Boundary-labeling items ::
+ + + +
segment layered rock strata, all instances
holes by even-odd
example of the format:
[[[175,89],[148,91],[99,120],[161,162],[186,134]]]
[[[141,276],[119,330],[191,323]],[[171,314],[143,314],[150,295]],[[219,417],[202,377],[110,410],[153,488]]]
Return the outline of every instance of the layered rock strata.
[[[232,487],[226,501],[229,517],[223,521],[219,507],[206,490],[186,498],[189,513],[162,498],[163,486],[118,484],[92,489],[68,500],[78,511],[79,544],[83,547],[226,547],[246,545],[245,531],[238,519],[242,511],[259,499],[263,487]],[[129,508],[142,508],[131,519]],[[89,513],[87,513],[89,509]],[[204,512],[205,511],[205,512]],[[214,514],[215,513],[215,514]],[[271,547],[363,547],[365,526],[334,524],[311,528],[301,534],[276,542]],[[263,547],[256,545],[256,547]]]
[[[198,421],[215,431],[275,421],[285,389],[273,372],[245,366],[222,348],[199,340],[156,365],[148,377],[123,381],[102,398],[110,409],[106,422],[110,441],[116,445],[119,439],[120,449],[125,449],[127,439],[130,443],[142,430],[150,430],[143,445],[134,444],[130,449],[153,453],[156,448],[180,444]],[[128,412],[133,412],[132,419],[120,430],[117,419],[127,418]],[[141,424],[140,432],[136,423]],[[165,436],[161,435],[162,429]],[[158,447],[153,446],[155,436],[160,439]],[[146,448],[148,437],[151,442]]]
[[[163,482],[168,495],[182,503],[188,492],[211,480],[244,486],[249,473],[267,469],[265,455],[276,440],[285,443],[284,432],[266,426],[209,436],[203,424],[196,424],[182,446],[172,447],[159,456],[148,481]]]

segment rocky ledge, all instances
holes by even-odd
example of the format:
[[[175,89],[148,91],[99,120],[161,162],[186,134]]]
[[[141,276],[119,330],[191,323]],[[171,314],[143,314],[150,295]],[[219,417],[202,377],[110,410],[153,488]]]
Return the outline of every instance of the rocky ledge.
+ + + +
Copy every line of the listing above word for word, without changing anything.

ANSWER TO THIS PROBLEM ::
segment layered rock strata, all instances
holes by even-odd
example of the format:
[[[175,89],[148,91],[99,120],[161,162],[186,134]]]
[[[141,276],[119,330],[191,323]],[[171,314],[143,314],[150,295]],[[219,417],[202,377],[110,410],[153,488]]]
Return the outline of every instance of the layered rock strata.
[[[232,487],[226,501],[229,517],[223,521],[219,507],[206,490],[186,498],[189,513],[162,498],[163,486],[118,484],[92,489],[68,500],[78,511],[79,544],[83,547],[226,547],[246,545],[245,531],[238,519],[242,511],[259,499],[263,487]],[[129,508],[142,508],[131,519]],[[89,513],[87,513],[89,509]],[[204,512],[205,511],[205,512]],[[214,514],[215,513],[215,514]],[[271,547],[363,547],[365,526],[334,524],[311,528],[301,534],[276,542]],[[263,547],[256,545],[256,547]]]
[[[198,421],[215,431],[275,421],[285,389],[273,372],[245,366],[222,348],[199,340],[156,365],[148,377],[123,381],[102,398],[110,409],[106,422],[110,441],[116,445],[119,439],[120,449],[125,449],[127,439],[130,443],[142,430],[150,430],[143,445],[134,444],[130,449],[153,453],[156,448],[180,444]],[[128,412],[133,412],[132,419],[120,430],[117,419],[127,418]],[[141,424],[140,432],[136,423]],[[165,436],[161,435],[162,429]],[[158,447],[153,446],[155,436],[160,439]],[[146,448],[148,437],[151,442]]]
[[[163,482],[168,495],[182,503],[188,492],[211,480],[244,486],[249,473],[267,469],[265,455],[276,440],[285,443],[284,432],[266,426],[209,436],[203,424],[196,424],[182,446],[172,447],[159,456],[148,481]]]

segment rocky ledge, all instances
holes by even-odd
example of the format:
[[[175,89],[148,91],[99,120],[161,162],[186,134]]]
[[[141,276],[119,330],[191,323]],[[171,314],[143,314],[150,295]],[[219,417],[202,377],[110,410],[153,488]]]
Return the outline of every instance of the rocky ledge.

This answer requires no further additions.